This article was originally posted on Harvard Business Review 

On Google’s earnings call for the first quarter of 2006 – more than a year before the iPhone was released and more than two years before the release of the first Android-operated smartphone – CEO Eric Schmidt went out of his way to talk about mobile.

“I wanted to highlight some of the progress we have made in mobile, which is another big strategic area for us,” he told listeners, noting that Google Maps was becoming popular for Blackberry users and later adding that it was critical that the company make sure all its content worked on phones.

That same quarter, on Yahoo’s earnings call, phones were barely mentioned – once in regards to a promotion tied to the World Cup in Europe, and again if you count the company’s new feature that let users place phone calls from a PC.

Plenty of theories have been put forth to explain Yahoo’s failures, as the company seeks a buyer following a failed turnaround attempt. One of the most prominent is that Yahoo was late to mobile. “Yahoo’s mobile business barely existed” when Marissa Mayer took over as CEO in 2012, wrote Vauhini Vara at The New Yorker. Mayer was tasked with bringing Yahoo into the “smartphone era” a full five years after it had started. By then Apple and Google were already dominant in mobile operating systems, and Facebook was surging ahead in apps. Perhaps by 2012 it was already too late.

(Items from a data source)
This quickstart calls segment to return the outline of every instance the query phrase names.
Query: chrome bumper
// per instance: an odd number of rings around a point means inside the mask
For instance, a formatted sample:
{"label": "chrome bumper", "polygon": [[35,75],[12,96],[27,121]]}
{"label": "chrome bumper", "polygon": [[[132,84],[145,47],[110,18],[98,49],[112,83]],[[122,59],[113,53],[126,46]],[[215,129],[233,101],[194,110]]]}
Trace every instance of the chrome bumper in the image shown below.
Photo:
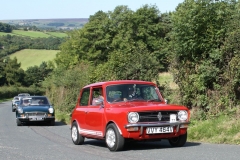
{"label": "chrome bumper", "polygon": [[154,123],[133,123],[133,124],[127,124],[124,127],[130,128],[130,127],[140,127],[140,135],[143,134],[143,128],[144,127],[164,127],[164,126],[173,126],[177,127],[176,131],[179,131],[179,128],[186,128],[184,125],[188,125],[190,122],[154,122]]}

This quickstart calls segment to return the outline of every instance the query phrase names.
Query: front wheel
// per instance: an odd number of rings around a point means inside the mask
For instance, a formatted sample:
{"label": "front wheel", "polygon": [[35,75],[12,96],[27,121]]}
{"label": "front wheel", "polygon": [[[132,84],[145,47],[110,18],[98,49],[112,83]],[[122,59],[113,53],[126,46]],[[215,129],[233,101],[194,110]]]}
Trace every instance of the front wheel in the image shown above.
{"label": "front wheel", "polygon": [[17,122],[17,126],[21,126],[22,125],[22,122],[18,118],[16,119],[16,122]]}
{"label": "front wheel", "polygon": [[168,139],[168,141],[172,147],[182,147],[187,142],[187,132],[178,137]]}
{"label": "front wheel", "polygon": [[110,151],[120,151],[124,147],[125,139],[113,123],[107,126],[105,142]]}
{"label": "front wheel", "polygon": [[55,126],[55,120],[51,120],[48,122],[50,126]]}
{"label": "front wheel", "polygon": [[72,136],[72,141],[74,144],[76,144],[76,145],[83,144],[84,137],[79,134],[78,125],[76,122],[73,122],[73,124],[72,124],[71,136]]}

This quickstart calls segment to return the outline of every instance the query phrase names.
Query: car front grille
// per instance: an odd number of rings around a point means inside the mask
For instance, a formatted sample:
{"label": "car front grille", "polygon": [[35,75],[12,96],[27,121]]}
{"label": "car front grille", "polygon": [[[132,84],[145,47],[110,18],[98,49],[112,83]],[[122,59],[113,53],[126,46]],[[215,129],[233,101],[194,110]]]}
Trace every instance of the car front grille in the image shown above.
{"label": "car front grille", "polygon": [[[159,119],[161,112],[161,119]],[[166,122],[170,121],[170,114],[177,115],[178,111],[154,111],[154,112],[138,112],[139,122]],[[178,118],[176,119],[178,120]]]}
{"label": "car front grille", "polygon": [[31,116],[45,116],[47,113],[44,112],[27,112],[26,115],[31,117]]}

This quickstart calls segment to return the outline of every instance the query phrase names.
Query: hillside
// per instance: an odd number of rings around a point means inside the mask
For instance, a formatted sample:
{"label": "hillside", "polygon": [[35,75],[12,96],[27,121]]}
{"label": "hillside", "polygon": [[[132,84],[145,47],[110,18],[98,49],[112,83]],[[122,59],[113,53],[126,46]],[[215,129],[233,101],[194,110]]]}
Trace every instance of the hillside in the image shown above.
{"label": "hillside", "polygon": [[56,30],[71,30],[82,28],[88,22],[88,18],[67,18],[67,19],[18,19],[0,20],[2,23],[20,26],[36,26],[37,28],[53,28]]}
{"label": "hillside", "polygon": [[39,66],[43,61],[47,62],[53,60],[59,50],[37,50],[37,49],[24,49],[10,55],[10,58],[17,58],[21,62],[21,68],[26,70],[30,66]]}

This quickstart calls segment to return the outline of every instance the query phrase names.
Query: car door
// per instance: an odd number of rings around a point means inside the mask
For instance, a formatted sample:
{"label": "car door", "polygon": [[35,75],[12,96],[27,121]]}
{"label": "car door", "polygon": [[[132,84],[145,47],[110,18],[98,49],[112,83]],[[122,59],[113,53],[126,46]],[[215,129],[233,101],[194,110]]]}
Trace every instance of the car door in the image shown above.
{"label": "car door", "polygon": [[79,124],[81,134],[88,134],[87,130],[88,127],[86,126],[85,116],[88,113],[88,105],[89,105],[89,98],[90,98],[90,88],[85,88],[81,92],[80,99],[78,101],[76,111],[74,112],[77,122]]}
{"label": "car door", "polygon": [[[91,89],[91,100],[103,96],[102,87],[93,87]],[[103,136],[103,114],[104,108],[100,104],[94,104],[90,101],[88,112],[85,115],[86,127],[90,134],[94,136]]]}

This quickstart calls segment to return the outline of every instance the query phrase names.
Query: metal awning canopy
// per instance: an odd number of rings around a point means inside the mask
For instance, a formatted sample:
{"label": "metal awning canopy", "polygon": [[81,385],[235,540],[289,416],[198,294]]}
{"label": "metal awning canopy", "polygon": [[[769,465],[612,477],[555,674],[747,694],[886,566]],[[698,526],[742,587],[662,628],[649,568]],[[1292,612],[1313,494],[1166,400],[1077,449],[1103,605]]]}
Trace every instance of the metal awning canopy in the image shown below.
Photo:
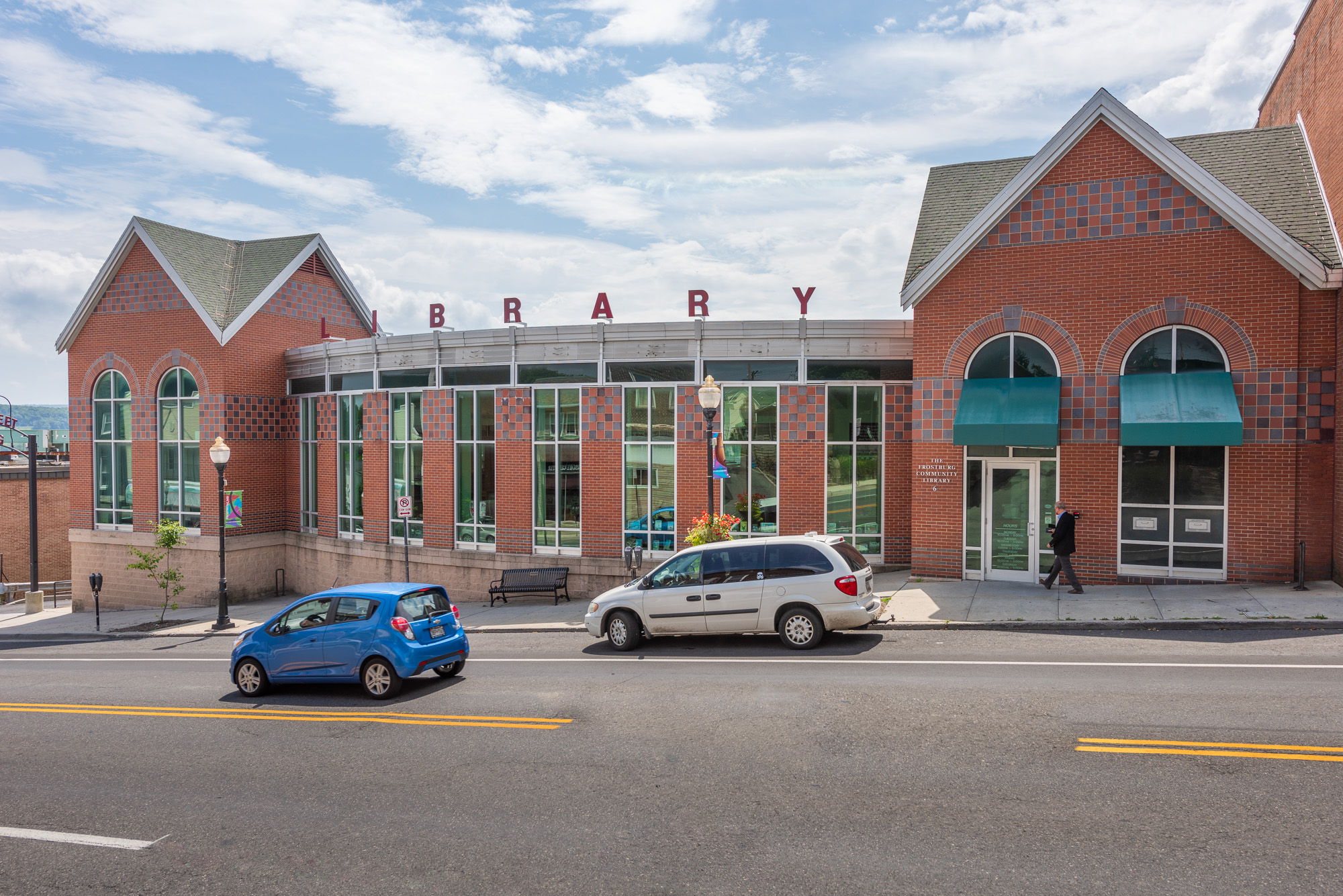
{"label": "metal awning canopy", "polygon": [[951,425],[952,443],[1053,448],[1061,386],[1060,377],[966,380]]}
{"label": "metal awning canopy", "polygon": [[1244,428],[1225,370],[1119,378],[1121,445],[1238,445]]}

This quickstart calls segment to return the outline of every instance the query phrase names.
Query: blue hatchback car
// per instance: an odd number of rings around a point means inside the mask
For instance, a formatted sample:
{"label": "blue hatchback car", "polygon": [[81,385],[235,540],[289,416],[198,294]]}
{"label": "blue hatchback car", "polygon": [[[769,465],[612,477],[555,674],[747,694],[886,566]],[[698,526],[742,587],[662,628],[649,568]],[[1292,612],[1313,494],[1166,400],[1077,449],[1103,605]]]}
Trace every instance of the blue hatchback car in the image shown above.
{"label": "blue hatchback car", "polygon": [[228,668],[248,697],[271,683],[359,681],[385,700],[424,669],[459,675],[469,653],[458,609],[441,586],[375,582],[312,594],[247,629]]}

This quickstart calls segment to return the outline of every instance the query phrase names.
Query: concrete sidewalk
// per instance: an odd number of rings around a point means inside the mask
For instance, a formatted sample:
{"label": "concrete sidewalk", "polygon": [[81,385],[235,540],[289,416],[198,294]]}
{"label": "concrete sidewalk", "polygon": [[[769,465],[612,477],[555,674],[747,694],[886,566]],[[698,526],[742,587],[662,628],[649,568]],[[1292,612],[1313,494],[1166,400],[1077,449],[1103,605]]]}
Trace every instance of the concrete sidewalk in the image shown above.
{"label": "concrete sidewalk", "polygon": [[[1343,587],[1334,582],[1309,582],[1308,592],[1288,585],[1095,585],[1085,594],[1068,594],[1056,587],[1017,582],[924,582],[909,573],[880,573],[874,590],[888,597],[878,625],[928,628],[944,624],[1039,624],[1072,628],[1108,624],[1260,624],[1292,621],[1343,625]],[[235,628],[222,634],[232,637],[259,625],[298,596],[236,604],[230,608]],[[587,601],[513,598],[509,604],[459,604],[462,625],[469,633],[486,632],[582,632]],[[189,606],[169,610],[179,624],[153,632],[118,632],[158,618],[158,610],[111,610],[102,614],[103,637],[215,634],[215,608]],[[26,616],[23,602],[0,606],[0,638],[99,637],[93,613],[71,613],[68,606]]]}

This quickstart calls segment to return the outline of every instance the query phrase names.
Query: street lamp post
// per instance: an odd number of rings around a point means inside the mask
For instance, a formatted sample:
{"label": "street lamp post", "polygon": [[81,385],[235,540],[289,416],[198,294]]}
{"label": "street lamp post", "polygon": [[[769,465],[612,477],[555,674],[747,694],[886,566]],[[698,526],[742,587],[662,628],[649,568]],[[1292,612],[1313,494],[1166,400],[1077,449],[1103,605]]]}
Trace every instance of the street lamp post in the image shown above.
{"label": "street lamp post", "polygon": [[215,444],[210,447],[210,459],[215,463],[215,469],[219,471],[219,618],[210,628],[215,629],[231,629],[234,628],[232,621],[228,618],[228,577],[224,574],[224,467],[228,465],[228,445],[224,444],[223,436],[215,436]]}
{"label": "street lamp post", "polygon": [[704,428],[709,439],[709,518],[713,518],[713,418],[719,416],[719,402],[723,401],[723,389],[705,377],[700,386],[700,406],[704,409]]}

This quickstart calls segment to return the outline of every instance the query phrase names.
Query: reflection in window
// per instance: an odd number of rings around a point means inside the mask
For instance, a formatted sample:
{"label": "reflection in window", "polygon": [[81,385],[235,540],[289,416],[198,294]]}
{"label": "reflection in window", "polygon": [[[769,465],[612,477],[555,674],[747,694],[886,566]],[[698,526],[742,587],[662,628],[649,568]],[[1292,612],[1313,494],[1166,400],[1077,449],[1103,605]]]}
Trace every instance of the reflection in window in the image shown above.
{"label": "reflection in window", "polygon": [[1189,327],[1164,327],[1150,333],[1128,351],[1124,374],[1195,373],[1226,370],[1226,358],[1213,339]]}
{"label": "reflection in window", "polygon": [[158,381],[158,519],[200,528],[200,392],[181,368]]}
{"label": "reflection in window", "polygon": [[457,392],[457,546],[494,550],[494,390]]}
{"label": "reflection in window", "polygon": [[967,380],[1057,376],[1058,365],[1045,343],[1018,333],[1001,335],[979,346],[966,369]]}
{"label": "reflection in window", "polygon": [[579,396],[579,389],[532,390],[535,543],[551,553],[580,547]]}
{"label": "reflection in window", "polygon": [[1195,578],[1225,573],[1226,448],[1120,448],[1119,526],[1121,567]]}
{"label": "reflection in window", "polygon": [[881,555],[882,386],[826,389],[826,534]]}
{"label": "reflection in window", "polygon": [[624,543],[676,550],[676,389],[624,389]]}
{"label": "reflection in window", "polygon": [[733,533],[779,533],[779,389],[727,386],[723,390],[723,512],[741,522]]}
{"label": "reflection in window", "polygon": [[93,388],[94,523],[130,526],[130,386],[107,370]]}

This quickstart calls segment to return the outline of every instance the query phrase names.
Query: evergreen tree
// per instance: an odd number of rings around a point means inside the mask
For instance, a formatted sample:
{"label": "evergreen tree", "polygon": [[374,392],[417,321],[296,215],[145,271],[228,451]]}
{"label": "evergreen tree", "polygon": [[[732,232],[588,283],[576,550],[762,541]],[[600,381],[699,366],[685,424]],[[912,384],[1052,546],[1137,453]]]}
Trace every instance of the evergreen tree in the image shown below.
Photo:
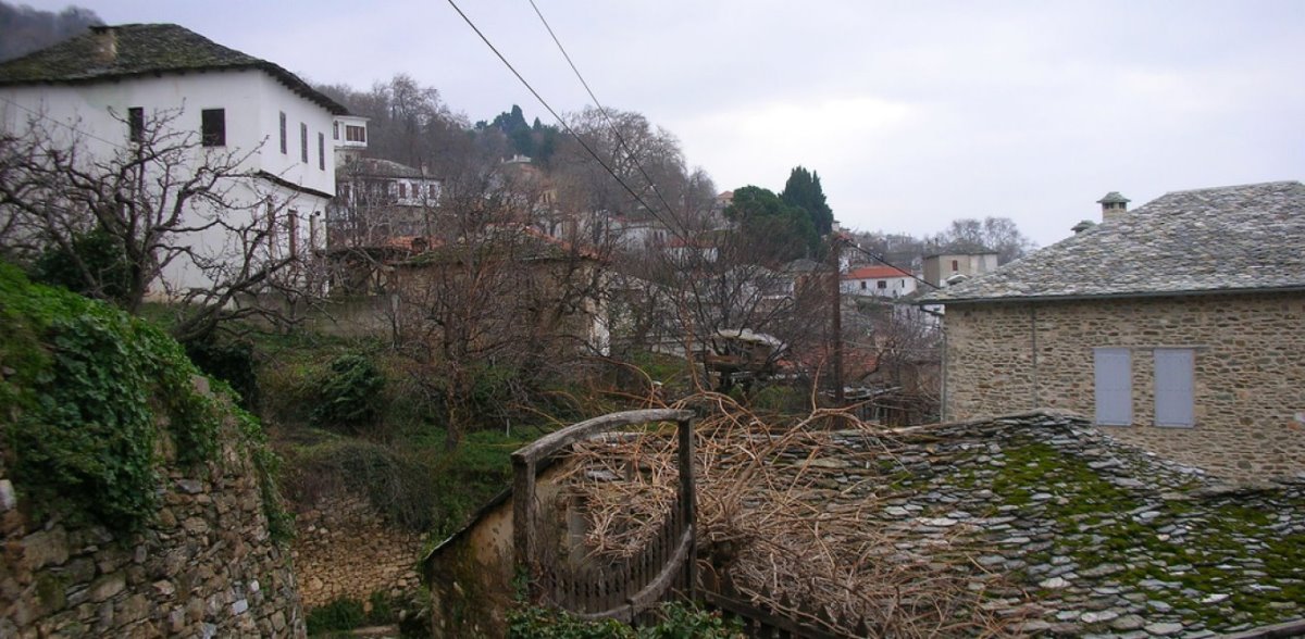
{"label": "evergreen tree", "polygon": [[834,211],[825,202],[825,190],[820,185],[820,175],[795,167],[779,194],[784,203],[801,207],[810,216],[818,235],[829,235],[834,228]]}
{"label": "evergreen tree", "polygon": [[760,186],[735,189],[733,201],[724,214],[739,222],[756,249],[756,257],[763,262],[812,257],[820,249],[820,235],[810,215],[803,207],[784,202],[773,190]]}

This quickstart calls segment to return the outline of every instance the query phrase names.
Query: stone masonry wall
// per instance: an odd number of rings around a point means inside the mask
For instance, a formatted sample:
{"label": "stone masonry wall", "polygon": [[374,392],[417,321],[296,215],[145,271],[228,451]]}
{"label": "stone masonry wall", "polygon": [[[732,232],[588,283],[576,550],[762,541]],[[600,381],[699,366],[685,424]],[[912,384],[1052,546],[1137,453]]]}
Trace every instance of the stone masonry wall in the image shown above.
{"label": "stone masonry wall", "polygon": [[368,602],[373,592],[397,596],[420,584],[422,536],[386,523],[367,499],[325,497],[295,516],[294,542],[304,608],[341,597]]}
{"label": "stone masonry wall", "polygon": [[202,472],[170,467],[157,520],[127,540],[35,522],[0,455],[0,636],[304,636],[253,464],[223,441]]}
{"label": "stone masonry wall", "polygon": [[[1131,349],[1113,437],[1231,479],[1305,471],[1305,293],[949,304],[946,416],[1094,415],[1095,347]],[[1036,344],[1036,347],[1035,347]],[[1154,425],[1154,351],[1195,349],[1194,428]]]}

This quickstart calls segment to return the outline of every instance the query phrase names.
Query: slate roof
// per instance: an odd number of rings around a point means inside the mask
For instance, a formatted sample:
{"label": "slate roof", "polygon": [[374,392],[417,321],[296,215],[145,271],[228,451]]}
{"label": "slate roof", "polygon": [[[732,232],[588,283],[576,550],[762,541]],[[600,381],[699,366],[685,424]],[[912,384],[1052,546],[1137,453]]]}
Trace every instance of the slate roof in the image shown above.
{"label": "slate roof", "polygon": [[1178,190],[920,303],[1305,291],[1305,184]]}
{"label": "slate roof", "polygon": [[93,26],[0,64],[0,86],[87,83],[158,73],[260,69],[334,115],[348,110],[288,70],[177,25]]}
{"label": "slate roof", "polygon": [[891,279],[910,278],[911,271],[904,271],[897,266],[860,266],[843,274],[843,279]]}
{"label": "slate roof", "polygon": [[352,162],[335,166],[335,175],[339,179],[348,179],[352,176],[358,177],[411,177],[411,179],[431,179],[435,177],[428,175],[422,175],[420,168],[412,168],[407,164],[399,164],[398,162],[381,159],[381,158],[358,158]]}

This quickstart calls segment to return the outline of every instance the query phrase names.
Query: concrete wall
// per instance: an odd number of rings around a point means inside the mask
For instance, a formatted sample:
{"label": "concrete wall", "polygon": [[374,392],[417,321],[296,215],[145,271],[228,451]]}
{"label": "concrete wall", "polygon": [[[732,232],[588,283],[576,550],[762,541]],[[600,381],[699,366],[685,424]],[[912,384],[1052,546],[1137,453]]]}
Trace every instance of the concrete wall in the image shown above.
{"label": "concrete wall", "polygon": [[167,466],[163,507],[130,539],[34,519],[0,454],[0,636],[304,636],[253,463],[234,426],[222,441],[200,472]]}
{"label": "concrete wall", "polygon": [[[1095,413],[1092,349],[1131,353],[1133,425],[1101,426],[1228,477],[1305,471],[1305,293],[949,304],[945,416]],[[1195,349],[1195,426],[1154,425],[1154,351]]]}

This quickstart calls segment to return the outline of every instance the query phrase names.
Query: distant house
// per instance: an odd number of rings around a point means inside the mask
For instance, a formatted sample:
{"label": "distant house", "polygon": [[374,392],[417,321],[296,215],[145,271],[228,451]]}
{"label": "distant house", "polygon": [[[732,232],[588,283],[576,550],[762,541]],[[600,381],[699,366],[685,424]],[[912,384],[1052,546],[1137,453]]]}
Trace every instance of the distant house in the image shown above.
{"label": "distant house", "polygon": [[351,158],[335,167],[335,200],[326,210],[331,249],[436,235],[440,180],[425,171],[386,159]]}
{"label": "distant house", "polygon": [[[194,202],[188,254],[163,269],[174,288],[206,287],[240,260],[226,226],[266,218],[268,250],[308,256],[325,246],[321,215],[335,194],[335,147],[365,147],[365,120],[268,60],[223,47],[177,25],[94,26],[85,35],[0,64],[0,129],[42,126],[106,160],[151,123],[191,136],[196,167],[210,154],[240,160],[241,177],[219,185],[235,207]],[[337,142],[345,128],[346,141]],[[202,153],[201,153],[202,149]],[[193,171],[192,171],[193,173]],[[261,223],[261,222],[260,222]],[[161,293],[162,288],[155,291]]]}
{"label": "distant house", "polygon": [[1168,193],[945,304],[945,417],[1034,407],[1233,477],[1305,471],[1305,185]]}
{"label": "distant house", "polygon": [[843,274],[843,295],[902,297],[915,292],[915,275],[897,266],[859,266]]}
{"label": "distant house", "polygon": [[[996,250],[951,248],[924,256],[924,280],[942,288],[997,270]],[[957,278],[963,275],[963,278]],[[955,279],[954,279],[955,278]]]}

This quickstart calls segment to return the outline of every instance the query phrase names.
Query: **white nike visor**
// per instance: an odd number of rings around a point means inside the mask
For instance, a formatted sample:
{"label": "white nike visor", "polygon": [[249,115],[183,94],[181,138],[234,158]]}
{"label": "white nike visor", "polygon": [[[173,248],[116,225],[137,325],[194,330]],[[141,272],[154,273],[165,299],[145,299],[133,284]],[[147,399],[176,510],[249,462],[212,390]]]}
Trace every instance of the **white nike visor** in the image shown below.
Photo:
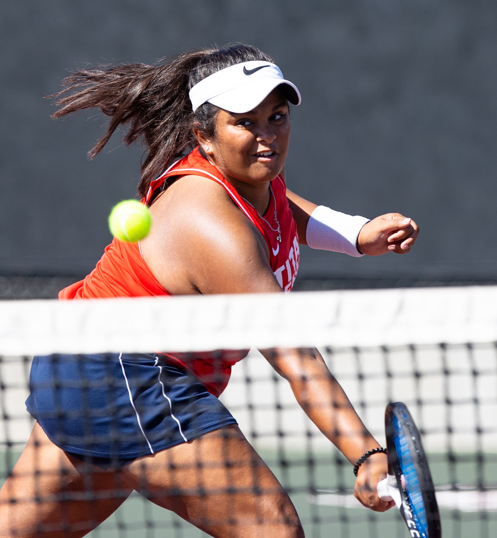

WORK TO COMPLETE: In the article, which Google product did Eric Schmidt say was becoming popular with Blackberry users? Rely on the article and nothing else.

TASK RESULT: Google Maps.